(A block of data)
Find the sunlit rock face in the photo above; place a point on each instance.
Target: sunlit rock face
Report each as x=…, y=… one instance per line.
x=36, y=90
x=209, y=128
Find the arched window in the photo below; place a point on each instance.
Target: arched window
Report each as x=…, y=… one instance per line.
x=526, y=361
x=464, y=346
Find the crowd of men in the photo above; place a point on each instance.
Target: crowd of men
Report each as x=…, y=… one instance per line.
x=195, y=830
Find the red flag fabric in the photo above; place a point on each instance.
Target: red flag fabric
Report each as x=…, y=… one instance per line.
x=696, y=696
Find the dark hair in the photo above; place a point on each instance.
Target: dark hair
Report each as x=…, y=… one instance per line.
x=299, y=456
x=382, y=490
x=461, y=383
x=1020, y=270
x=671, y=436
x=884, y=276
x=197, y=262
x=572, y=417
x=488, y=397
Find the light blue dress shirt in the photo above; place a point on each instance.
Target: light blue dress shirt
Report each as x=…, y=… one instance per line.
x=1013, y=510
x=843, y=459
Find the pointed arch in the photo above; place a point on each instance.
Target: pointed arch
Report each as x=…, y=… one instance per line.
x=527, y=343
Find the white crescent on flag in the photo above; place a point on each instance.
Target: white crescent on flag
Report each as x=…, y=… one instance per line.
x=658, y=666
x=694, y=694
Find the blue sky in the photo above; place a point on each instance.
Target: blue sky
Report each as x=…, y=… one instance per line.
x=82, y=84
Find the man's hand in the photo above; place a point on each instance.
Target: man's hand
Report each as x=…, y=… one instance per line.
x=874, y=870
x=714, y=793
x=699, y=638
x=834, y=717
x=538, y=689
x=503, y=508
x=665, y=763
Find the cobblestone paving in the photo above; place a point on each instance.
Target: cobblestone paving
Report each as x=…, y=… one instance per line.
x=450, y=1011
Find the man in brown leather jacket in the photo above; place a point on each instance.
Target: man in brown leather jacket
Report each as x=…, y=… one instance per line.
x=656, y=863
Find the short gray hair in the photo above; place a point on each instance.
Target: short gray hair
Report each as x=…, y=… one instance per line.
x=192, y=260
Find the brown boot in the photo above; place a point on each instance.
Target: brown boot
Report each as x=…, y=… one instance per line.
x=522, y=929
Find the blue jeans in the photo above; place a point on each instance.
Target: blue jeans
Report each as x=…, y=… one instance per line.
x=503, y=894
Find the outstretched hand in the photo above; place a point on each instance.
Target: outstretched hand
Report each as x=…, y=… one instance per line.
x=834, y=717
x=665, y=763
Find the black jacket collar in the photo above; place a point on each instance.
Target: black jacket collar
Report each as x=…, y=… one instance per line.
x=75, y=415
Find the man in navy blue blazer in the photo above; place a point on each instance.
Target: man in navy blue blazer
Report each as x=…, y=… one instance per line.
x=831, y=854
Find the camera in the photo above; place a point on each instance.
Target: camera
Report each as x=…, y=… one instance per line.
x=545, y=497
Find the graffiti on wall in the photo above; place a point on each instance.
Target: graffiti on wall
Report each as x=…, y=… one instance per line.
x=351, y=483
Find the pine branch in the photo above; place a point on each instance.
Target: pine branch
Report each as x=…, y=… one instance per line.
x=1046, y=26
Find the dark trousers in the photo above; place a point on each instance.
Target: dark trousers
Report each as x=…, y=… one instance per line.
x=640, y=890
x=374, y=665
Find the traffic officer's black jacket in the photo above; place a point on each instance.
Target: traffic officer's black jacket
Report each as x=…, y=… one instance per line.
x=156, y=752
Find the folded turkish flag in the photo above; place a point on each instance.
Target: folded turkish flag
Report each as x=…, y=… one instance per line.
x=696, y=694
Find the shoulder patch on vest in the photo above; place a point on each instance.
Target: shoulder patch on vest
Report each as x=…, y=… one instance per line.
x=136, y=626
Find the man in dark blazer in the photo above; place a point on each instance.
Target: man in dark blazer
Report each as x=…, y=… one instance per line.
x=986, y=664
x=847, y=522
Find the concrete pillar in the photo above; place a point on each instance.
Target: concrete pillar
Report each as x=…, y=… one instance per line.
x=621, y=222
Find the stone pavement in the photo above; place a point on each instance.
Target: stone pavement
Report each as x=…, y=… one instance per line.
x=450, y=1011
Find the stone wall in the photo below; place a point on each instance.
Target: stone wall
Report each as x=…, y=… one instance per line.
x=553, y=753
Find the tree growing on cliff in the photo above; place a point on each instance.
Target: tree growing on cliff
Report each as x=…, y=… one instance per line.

Exercise instructions:
Convert all of the items above into a Markdown table with two columns, Row and Line. Number each row and leave out any blank lines.

Exercise response:
| Row | Line |
|---|---|
| 1 | Find the sunlit rock face in the photo above; place a point on each instance. |
| 2 | Target: sunlit rock face |
| 3 | Report each as x=…, y=… one instance per line. |
| 4 | x=36, y=90 |
| 5 | x=209, y=128 |
| 6 | Find the arched window in the photo below; place a point on each instance. |
| 7 | Target: arched window |
| 8 | Report each as x=…, y=… one instance per line. |
| 9 | x=526, y=361 |
| 10 | x=464, y=346 |
| 11 | Find the crowd of men in the photo above; place a point on each instance. |
| 12 | Target: crowd of men |
| 13 | Report each as x=…, y=… one instance per line. |
| 14 | x=195, y=830 |
| 15 | Find the red flag fabric in the photo above; place a point on each instance. |
| 16 | Target: red flag fabric |
| 17 | Report each as x=…, y=… one instance per line. |
| 18 | x=696, y=696 |
| 19 | Find the dark hair in the photo above; place a point on each instance. |
| 20 | Target: dark hair |
| 21 | Report each as x=…, y=… one instance per line. |
| 22 | x=299, y=456 |
| 23 | x=382, y=490 |
| 24 | x=461, y=383 |
| 25 | x=1020, y=270 |
| 26 | x=671, y=436 |
| 27 | x=884, y=276 |
| 28 | x=197, y=262 |
| 29 | x=572, y=417 |
| 30 | x=488, y=397 |
| 31 | Find the light blue dress shirt in the photo above; place a point on each instance. |
| 32 | Target: light blue dress shirt |
| 33 | Report each as x=…, y=… one instance per line. |
| 34 | x=1013, y=510 |
| 35 | x=843, y=459 |
| 36 | Find the pointed arch in the photo above; place a point on each instance. |
| 37 | Target: pointed arch |
| 38 | Report each as x=…, y=… one instance per line. |
| 39 | x=527, y=343 |
| 40 | Find the white crescent on flag in the photo above; place a point on each instance. |
| 41 | Target: white crescent on flag |
| 42 | Report each as x=…, y=… one instance per line. |
| 43 | x=658, y=666 |
| 44 | x=694, y=694 |
| 45 | Find the blue sky in the photo above; place a point on each instance. |
| 46 | Target: blue sky |
| 47 | Report each as x=…, y=… one instance per line. |
| 48 | x=82, y=84 |
| 49 | Find the man's hand in the photo above; place a point on each instance. |
| 50 | Target: man's hand |
| 51 | Report each as x=…, y=… one instance per line. |
| 52 | x=874, y=870 |
| 53 | x=714, y=793 |
| 54 | x=699, y=638 |
| 55 | x=834, y=717 |
| 56 | x=538, y=689 |
| 57 | x=503, y=508 |
| 58 | x=665, y=763 |
| 59 | Find the cobblestone paving in the photo above; place a point on each instance. |
| 60 | Target: cobblestone paving |
| 61 | Report each as x=…, y=… one instance per line. |
| 62 | x=450, y=1011 |
| 63 | Find the man in brown leather jacket in the photo above; place a point on each instance. |
| 64 | Target: man in brown leather jacket |
| 65 | Report each as x=…, y=… one instance per line. |
| 66 | x=656, y=863 |
| 67 | Find the short gray hair in the photo above; place a point on each instance. |
| 68 | Target: short gray hair |
| 69 | Report each as x=…, y=… one instance per line. |
| 70 | x=192, y=260 |
| 71 | Find the brown boot in the photo above; place a point on each instance. |
| 72 | Target: brown boot |
| 73 | Report each as x=…, y=… one instance per line. |
| 74 | x=522, y=929 |
| 75 | Find the blue jeans in the photo above; place a point on each instance. |
| 76 | Target: blue jeans |
| 77 | Report each as x=…, y=… one instance per line. |
| 78 | x=503, y=894 |
| 79 | Find the outstretched hand in the photo above; place a point on each instance. |
| 80 | Target: outstretched hand |
| 81 | Report each as x=…, y=… one instance per line. |
| 82 | x=834, y=717 |
| 83 | x=665, y=763 |
| 84 | Find the black jacket collar in the photo above; place a point on each instance. |
| 85 | Target: black jacket collar |
| 86 | Report each as x=…, y=… one instance per line. |
| 87 | x=75, y=415 |
| 88 | Find the man in navy blue blazer in the photo above; place a point on each instance. |
| 89 | Target: man in navy blue blazer |
| 90 | Report each as x=…, y=… one instance per line. |
| 91 | x=831, y=854 |
| 92 | Find the camera in the photo above; place a point on each instance. |
| 93 | Target: camera |
| 94 | Report each as x=…, y=… one instance per line. |
| 95 | x=545, y=497 |
| 96 | Find the graffiti on wall in the photo above; place a point on each instance. |
| 97 | Target: graffiti on wall |
| 98 | Report each as x=…, y=… one instance per line. |
| 99 | x=351, y=483 |
| 100 | Find the pine branch in the photo above; place a point on each instance. |
| 101 | Target: pine branch |
| 102 | Report each as x=…, y=… one instance per line. |
| 103 | x=1046, y=26 |
| 104 | Find the dark trousers in the photo above; place a point on each instance. |
| 105 | Target: dark trousers |
| 106 | Report each as x=…, y=… one instance per line. |
| 107 | x=640, y=890 |
| 108 | x=374, y=665 |
| 109 | Find the traffic officer's black jacket in the photo above; place a point on each instance. |
| 110 | Target: traffic officer's black jacket |
| 111 | Report each as x=…, y=… one instance per line. |
| 112 | x=156, y=752 |
| 113 | Find the folded turkish flag in the photo above; place a point on each instance. |
| 114 | Target: folded turkish flag |
| 115 | Report each as x=…, y=… one instance per line. |
| 116 | x=696, y=694 |
| 117 | Find the shoulder patch on vest in the photo above; place a point on each instance. |
| 118 | Target: shoulder patch on vest |
| 119 | Report each as x=…, y=… one instance per line. |
| 120 | x=136, y=626 |
| 121 | Find the man in dark blazer in the photo above; place a point on each instance. |
| 122 | Target: man in dark blazer |
| 123 | Report each as x=…, y=… one instance per line. |
| 124 | x=986, y=664 |
| 125 | x=847, y=522 |
| 126 | Find the concrete pillar in the photo above; place a point on each instance. |
| 127 | Target: concrete pillar |
| 128 | Report each as x=…, y=… one instance per line. |
| 129 | x=621, y=222 |
| 130 | Find the stone pavement in the photo above; place a point on each instance. |
| 131 | Target: stone pavement |
| 132 | Report each as x=…, y=… one instance per line. |
| 133 | x=450, y=1011 |
| 134 | Find the stone wall in the photo below; place a point on each instance. |
| 135 | Target: stone wall |
| 136 | Report each as x=…, y=… one instance per line. |
| 137 | x=553, y=753 |
| 138 | Find the tree growing on cliff in the photo above; place a point on each instance. |
| 139 | Target: tree growing on cliff |
| 140 | Report each as x=…, y=… one instance per line. |